_Task to carry out_
List every date or month-and-year given in the passage on Čengić's removal below, in the order they appear.

However, removing Čengić was significantly more difficult. The situation escalated by October 1996 when the United States was supposed to deliver over 40 tons of weapons to Bosnia and Herzegovina via the Croatian port of Ploče. Pardew insisted that the Secretary of State Warren Christopher and Defense Secretary William J. Perry sign a letter demanding the removal of Čengić and that the same be delivered to Izetbegović. Pardrew handed this signed letter to Izetbegović on 22 September as an ultimatum. The insistence on Čengić's removal caused great political difficulties in which high-ranking officials of the American, Bosnian-Herzegovinian and Croatian governments were involved. While Izetbegović was considering the ultimatum, the T&E was stopped, and the ship that delivered a large amount of weapons stood still in the Adriatic Sea in front of the port of Ploče from 24 October onwards. Pardrew believed that stopping the supply of weapons was necessary in order for the Americans to maintain leverage over Izetbegović. He also influenced the American officials meeting with Izetbegović to persuade him to cut ties with Čengić.

Izetbegović hesitated to cut ties with Čengić. He tried to convince him to resign as Minister of Defence in order to appoint him to a more influential post. However, Čengić, using his strong influence, resisted the removal and publicly accused the United States of interfering in the appointment and removal of officials of another state. Izetbegović eventually agreed to fire Čengić on the condition that Bosnian Croat Minister Šoljić also leave office. Thus, Izetbegović aimed to portray as if both men failed, instead of singling out the Bosniak minister. Pardew accepted Izetbegović's proposal and passed it on to Krešimir Zubak, the Croatian member of the BiH Presidency. The Croatian side accepted this offer, and Čengić was dismissed from the post on 4 November 1996. He was replaced by Sakib Mahmuljin.

_Supplied data_
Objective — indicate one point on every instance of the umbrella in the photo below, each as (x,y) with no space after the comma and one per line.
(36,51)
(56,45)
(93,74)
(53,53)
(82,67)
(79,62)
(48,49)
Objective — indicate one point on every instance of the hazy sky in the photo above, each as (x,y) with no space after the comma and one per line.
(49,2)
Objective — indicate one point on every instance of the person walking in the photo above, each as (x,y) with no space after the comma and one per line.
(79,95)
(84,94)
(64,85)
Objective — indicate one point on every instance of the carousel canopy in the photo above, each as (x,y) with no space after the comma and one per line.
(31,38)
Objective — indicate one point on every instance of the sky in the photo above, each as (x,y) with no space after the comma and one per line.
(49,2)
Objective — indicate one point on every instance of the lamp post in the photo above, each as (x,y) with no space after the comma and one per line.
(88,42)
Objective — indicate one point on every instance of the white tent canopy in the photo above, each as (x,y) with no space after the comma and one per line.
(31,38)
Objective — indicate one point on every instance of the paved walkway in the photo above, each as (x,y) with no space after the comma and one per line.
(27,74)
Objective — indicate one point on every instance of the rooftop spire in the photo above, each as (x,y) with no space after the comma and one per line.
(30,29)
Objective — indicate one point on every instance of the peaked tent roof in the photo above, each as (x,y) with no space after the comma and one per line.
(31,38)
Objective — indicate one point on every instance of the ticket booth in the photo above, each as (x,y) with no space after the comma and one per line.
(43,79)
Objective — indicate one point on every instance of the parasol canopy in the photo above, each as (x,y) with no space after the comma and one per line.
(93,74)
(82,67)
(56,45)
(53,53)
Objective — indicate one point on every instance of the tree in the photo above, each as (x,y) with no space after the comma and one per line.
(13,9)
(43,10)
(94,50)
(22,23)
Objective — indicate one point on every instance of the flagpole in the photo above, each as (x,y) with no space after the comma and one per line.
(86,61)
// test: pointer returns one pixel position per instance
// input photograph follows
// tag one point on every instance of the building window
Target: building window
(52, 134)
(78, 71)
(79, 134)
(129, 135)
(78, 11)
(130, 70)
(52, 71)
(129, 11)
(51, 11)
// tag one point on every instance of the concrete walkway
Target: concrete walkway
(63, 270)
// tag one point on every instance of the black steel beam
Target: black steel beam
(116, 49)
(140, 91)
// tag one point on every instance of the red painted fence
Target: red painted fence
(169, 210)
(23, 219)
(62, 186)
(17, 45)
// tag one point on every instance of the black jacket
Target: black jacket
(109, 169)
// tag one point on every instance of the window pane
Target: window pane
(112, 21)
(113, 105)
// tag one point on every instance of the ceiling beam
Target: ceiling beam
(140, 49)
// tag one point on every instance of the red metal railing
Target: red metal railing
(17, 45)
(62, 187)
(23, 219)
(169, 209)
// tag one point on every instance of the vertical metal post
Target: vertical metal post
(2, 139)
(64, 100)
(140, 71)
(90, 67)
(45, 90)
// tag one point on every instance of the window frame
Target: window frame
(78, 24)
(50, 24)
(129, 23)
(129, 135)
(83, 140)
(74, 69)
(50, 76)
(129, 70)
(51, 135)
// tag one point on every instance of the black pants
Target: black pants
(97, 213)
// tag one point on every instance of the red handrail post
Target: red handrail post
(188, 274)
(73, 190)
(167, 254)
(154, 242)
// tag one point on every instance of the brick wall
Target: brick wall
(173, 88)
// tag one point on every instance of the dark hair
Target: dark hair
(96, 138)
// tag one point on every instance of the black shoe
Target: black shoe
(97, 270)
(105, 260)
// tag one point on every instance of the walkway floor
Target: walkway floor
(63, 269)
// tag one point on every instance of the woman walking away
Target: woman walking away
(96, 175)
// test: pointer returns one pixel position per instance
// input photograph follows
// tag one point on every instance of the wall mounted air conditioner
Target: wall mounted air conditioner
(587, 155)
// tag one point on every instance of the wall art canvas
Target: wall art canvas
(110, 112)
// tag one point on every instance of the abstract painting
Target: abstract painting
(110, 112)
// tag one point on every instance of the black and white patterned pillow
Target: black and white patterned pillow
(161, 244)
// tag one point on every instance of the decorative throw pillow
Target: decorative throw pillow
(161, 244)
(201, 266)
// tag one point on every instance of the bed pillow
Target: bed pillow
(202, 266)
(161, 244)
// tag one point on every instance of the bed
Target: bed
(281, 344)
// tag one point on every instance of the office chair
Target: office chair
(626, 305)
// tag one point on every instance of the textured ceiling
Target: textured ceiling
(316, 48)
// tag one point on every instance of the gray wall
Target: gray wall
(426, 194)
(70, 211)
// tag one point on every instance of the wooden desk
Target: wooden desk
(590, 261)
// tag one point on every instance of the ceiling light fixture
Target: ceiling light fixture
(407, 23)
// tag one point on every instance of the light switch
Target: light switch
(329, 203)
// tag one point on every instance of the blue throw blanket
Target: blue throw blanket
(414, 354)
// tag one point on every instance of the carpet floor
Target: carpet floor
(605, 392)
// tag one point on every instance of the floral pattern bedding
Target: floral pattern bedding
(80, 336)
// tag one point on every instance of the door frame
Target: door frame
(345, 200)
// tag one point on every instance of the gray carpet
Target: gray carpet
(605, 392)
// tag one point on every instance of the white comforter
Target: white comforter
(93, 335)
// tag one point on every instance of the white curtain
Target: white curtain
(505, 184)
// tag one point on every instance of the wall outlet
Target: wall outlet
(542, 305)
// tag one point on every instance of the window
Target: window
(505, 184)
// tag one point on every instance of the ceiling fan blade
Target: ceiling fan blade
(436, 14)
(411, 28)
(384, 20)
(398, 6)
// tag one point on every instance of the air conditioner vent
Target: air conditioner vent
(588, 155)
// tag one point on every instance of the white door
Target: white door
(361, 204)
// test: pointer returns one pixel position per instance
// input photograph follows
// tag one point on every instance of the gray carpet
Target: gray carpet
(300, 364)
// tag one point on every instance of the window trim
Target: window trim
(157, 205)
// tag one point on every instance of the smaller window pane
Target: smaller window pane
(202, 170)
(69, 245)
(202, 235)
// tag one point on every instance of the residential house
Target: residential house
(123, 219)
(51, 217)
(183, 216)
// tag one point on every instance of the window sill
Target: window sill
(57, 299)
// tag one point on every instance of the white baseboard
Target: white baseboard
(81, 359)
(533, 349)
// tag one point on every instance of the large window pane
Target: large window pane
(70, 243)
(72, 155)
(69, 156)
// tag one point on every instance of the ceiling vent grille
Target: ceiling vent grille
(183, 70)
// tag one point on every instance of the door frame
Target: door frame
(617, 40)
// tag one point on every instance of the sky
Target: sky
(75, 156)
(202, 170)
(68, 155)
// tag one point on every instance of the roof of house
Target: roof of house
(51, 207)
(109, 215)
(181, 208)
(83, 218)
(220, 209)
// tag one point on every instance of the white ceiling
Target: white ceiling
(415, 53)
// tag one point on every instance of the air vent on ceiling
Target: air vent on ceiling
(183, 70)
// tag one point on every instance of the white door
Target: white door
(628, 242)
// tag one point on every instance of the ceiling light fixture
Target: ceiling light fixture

_Response_
October 1996
22 September
24 October
4 November 1996